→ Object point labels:
★ ★ ★ ★ ★
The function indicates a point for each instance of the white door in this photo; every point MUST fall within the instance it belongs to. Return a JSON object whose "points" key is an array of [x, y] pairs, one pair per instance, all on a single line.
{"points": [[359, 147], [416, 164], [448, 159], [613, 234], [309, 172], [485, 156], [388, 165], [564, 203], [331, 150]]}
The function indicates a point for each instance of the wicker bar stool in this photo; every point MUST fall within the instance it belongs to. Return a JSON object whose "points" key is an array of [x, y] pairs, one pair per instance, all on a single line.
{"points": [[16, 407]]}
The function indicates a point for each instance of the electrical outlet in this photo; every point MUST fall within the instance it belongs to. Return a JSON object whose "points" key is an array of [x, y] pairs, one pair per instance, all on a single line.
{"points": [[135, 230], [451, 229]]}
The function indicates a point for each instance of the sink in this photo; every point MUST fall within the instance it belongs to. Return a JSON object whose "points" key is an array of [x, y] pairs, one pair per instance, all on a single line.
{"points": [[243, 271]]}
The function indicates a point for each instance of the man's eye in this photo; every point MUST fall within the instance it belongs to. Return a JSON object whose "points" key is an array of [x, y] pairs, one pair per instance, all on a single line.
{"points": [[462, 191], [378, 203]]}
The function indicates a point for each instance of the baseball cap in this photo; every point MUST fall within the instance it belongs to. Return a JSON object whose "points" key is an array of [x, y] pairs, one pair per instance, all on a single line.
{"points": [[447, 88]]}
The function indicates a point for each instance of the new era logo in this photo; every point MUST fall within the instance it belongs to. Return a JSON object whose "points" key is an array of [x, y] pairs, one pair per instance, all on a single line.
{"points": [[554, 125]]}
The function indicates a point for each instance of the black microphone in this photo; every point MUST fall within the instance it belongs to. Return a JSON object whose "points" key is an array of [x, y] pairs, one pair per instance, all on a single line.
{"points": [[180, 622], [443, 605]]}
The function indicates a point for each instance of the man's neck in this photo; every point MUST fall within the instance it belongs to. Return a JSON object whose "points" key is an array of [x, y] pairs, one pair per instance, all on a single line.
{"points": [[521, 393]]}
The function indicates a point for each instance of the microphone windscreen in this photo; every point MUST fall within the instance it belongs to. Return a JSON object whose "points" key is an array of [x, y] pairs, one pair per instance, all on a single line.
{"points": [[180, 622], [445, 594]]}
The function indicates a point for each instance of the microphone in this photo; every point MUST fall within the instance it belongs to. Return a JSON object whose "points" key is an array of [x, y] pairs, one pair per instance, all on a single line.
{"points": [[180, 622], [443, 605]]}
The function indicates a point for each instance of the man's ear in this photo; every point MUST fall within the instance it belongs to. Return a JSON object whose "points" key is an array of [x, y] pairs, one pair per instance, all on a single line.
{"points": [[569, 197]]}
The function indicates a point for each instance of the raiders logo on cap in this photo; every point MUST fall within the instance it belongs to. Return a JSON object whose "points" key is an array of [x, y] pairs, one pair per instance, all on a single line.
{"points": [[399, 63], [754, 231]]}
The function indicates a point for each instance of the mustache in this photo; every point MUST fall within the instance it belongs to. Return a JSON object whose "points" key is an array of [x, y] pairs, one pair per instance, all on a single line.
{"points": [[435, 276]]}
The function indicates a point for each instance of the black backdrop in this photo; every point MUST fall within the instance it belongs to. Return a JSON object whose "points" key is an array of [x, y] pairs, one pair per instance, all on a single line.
★ ★ ★ ★ ★
→ Directions for this task: Type the whole listing again, unaltered.

→ Right answer:
The function indicates a point for each instance of the white door in this photo; every point MUST fall within the instance it belongs to. Return a JSON object whose "points" key is an array of [x, y] pairs, one pair per instance, all on a single line.
{"points": [[359, 147], [416, 164], [448, 159], [613, 234], [309, 172], [485, 156], [388, 165], [564, 203], [331, 150]]}
The function indicates a point for each instance of the wicker bar stool in this photo; every point MUST fall within the instance it belongs to. Return a JSON object whose "points" key is an array of [x, y] pairs, one pair per instance, all on a single line.
{"points": [[16, 407]]}
The function indicates a point for each instance of the electrical outlet in this photo; every point MUST fall within the instance it belongs to. Return a JSON object whose "points" key is an array of [x, y] pairs, one pair per instance, all on a single line.
{"points": [[135, 230], [451, 229]]}
The function indicates a point for each instance of the sink in this photo; every point MUST fall within the instance it belongs to. Return a JSON object whose "points" key is an array of [x, y] pairs, one pair per instance, all on a single line.
{"points": [[243, 271]]}
The function indicates a point for each instance of the man's eye in this photo; every point MUST fall within the instance it belongs to. Return a JSON object whose "points" key is an array of [x, y] pairs, one pair per instance, all on a single line.
{"points": [[462, 191], [378, 203]]}
The function indicates a point for each instance of the baseball cap in this photo; every point MUST fall within the instance it belongs to. Return a JSON object whose "points" key is an array of [x, y] pairs, one pair per instance, all on a single line.
{"points": [[447, 88]]}
The function indicates a point for each instance of the new era logo in this photo; every point MUST fall within the instance it belongs to. Return a JSON object whose "points" key is an array of [x, y] pairs, one pair per instance, all on a single line.
{"points": [[554, 125]]}
The function indicates a point for each instance of the black microphone in this photo; every point MUST fall within the instance it belongs to. Return a JSON object whose "points" key is an array of [x, y] pairs, one pair per instance, all on a single line.
{"points": [[180, 622], [443, 605]]}
The function indicates a point for each instance of the man's neck in this photo; every point MUST fall within the instance it belongs to. Return a JSON object whose "points" key is an array of [x, y] pairs, one pair per instance, all on a single line.
{"points": [[521, 393]]}
The function indicates a point for each instance of the microphone windscreen in this photo; every point MUST fall within the instance it belongs to. Return a JSON object whose "points" key is an array of [x, y] pairs, one pair per instance, all on a single line.
{"points": [[180, 622], [445, 594]]}
The function indicates a point for each instance of the microphone in this photo; every point MUST fall within the instance it belongs to. Return a JSON object whose "points" key is an array of [x, y] pairs, one pair per instance, all on a single line.
{"points": [[180, 622], [443, 605]]}
The function indicates a point for each instance of the man's ear in this photo; every point MUST fall within the instance it belongs to. Return a JSON object whose "points" key is an array of [x, y] pairs, one pair per instance, all on a single line.
{"points": [[569, 197]]}
The function indicates a point for each instance of the raiders logo on cap in this photo; every point MUST fall within the instance it belongs to. Return a JSON object whose "points" key is an array of [x, y] pairs, one pair per instance, all on a single line.
{"points": [[399, 63], [754, 231]]}
The function indicates a point for each instance of the mustache in this photo; every point MUST fall within the instance it belongs to. Return a JSON object whose "points" key is an array of [x, y] pairs, one pair per instance, all on a single line.
{"points": [[435, 276]]}
The function indicates a point for each instance of the black backdrop in this photo; every point MUST fall within the instance it belongs to. Return a JSON object whose "points" key is an array of [x, y] pairs, one pair per instance, all on a single line.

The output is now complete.